## WHAT IS BEING ASKED
Repeat the records below with "ledge" swapped for "bench" and nothing else changed.

## SUPPLIED INFORMATION
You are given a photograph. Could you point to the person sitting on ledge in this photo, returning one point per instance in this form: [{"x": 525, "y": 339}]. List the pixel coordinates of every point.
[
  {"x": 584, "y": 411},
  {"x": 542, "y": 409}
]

## SOLUTION TO THE PROBLEM
You are given a photograph. Could you point to the person sitting on bench in this photo, returning one point per instance in this form: [{"x": 525, "y": 339}]. List the pixel coordinates of every point.
[
  {"x": 584, "y": 411},
  {"x": 542, "y": 409}
]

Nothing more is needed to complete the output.